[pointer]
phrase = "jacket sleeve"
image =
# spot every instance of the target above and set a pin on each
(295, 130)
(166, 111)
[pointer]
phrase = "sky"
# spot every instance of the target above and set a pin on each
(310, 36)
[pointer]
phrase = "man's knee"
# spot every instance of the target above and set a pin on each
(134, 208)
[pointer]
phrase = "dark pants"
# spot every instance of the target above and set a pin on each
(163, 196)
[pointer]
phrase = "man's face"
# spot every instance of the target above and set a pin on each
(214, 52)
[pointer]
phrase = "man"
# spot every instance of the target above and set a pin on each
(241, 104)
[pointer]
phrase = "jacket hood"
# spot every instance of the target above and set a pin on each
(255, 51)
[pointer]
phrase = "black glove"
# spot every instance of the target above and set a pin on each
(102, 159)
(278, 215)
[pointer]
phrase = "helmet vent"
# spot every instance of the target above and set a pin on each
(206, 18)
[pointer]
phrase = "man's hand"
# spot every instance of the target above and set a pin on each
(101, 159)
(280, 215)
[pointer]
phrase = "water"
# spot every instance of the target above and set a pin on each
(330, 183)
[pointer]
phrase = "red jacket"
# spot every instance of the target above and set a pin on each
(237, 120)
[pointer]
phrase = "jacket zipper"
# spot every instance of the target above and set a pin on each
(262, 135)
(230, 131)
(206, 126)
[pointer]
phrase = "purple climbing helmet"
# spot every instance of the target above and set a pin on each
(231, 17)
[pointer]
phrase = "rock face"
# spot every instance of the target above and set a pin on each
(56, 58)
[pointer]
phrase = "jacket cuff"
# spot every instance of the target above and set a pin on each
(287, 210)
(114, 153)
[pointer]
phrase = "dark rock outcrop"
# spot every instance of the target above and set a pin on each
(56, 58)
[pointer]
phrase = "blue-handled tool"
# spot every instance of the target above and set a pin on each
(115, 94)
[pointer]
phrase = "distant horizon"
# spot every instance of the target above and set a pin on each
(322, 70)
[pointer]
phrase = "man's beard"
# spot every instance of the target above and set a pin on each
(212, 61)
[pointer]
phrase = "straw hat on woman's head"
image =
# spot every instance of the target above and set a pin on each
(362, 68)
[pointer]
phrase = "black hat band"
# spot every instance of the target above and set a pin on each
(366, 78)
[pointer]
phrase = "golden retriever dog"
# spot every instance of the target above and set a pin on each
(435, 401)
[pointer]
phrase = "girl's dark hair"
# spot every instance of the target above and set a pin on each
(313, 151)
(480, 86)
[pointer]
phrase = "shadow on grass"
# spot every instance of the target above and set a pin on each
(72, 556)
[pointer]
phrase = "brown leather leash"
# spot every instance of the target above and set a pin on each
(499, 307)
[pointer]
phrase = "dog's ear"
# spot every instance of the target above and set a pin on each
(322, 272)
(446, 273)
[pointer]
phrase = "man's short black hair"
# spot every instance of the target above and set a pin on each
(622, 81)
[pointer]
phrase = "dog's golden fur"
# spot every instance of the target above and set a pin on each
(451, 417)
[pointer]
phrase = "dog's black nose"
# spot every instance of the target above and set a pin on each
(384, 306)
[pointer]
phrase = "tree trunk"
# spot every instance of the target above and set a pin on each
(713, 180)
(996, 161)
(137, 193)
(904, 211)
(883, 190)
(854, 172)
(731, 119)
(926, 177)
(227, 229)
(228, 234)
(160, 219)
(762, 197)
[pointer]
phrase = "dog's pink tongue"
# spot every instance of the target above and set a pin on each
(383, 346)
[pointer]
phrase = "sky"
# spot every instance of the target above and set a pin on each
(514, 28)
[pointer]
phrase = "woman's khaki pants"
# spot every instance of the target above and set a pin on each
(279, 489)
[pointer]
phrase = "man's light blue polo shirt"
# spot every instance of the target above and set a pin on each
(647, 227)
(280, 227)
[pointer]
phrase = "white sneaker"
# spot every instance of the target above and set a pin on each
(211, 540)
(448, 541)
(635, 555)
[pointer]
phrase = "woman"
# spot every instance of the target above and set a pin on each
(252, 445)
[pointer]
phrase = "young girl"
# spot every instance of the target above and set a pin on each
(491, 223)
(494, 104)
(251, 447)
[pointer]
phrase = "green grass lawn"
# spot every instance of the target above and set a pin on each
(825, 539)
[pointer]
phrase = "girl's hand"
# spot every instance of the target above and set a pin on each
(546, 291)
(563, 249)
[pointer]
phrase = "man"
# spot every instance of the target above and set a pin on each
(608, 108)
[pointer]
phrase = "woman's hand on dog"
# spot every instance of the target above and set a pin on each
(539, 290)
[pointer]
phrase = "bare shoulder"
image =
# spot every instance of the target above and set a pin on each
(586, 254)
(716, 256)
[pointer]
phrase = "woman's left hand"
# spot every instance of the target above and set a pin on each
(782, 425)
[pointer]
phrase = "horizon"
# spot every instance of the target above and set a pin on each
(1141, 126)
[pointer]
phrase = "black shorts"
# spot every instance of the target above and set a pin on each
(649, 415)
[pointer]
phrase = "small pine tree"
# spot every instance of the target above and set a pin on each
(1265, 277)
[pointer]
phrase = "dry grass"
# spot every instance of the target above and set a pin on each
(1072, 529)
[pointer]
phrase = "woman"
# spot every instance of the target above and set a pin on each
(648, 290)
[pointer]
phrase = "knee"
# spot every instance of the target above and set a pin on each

· · · · ·

_Exercise_
Whenever the string "girl" shows up in a line of the records, copy that line.

_Result of this task_
phrase = "girl's dark hair"
phrase = "young girl"
phrase = "girl's hand"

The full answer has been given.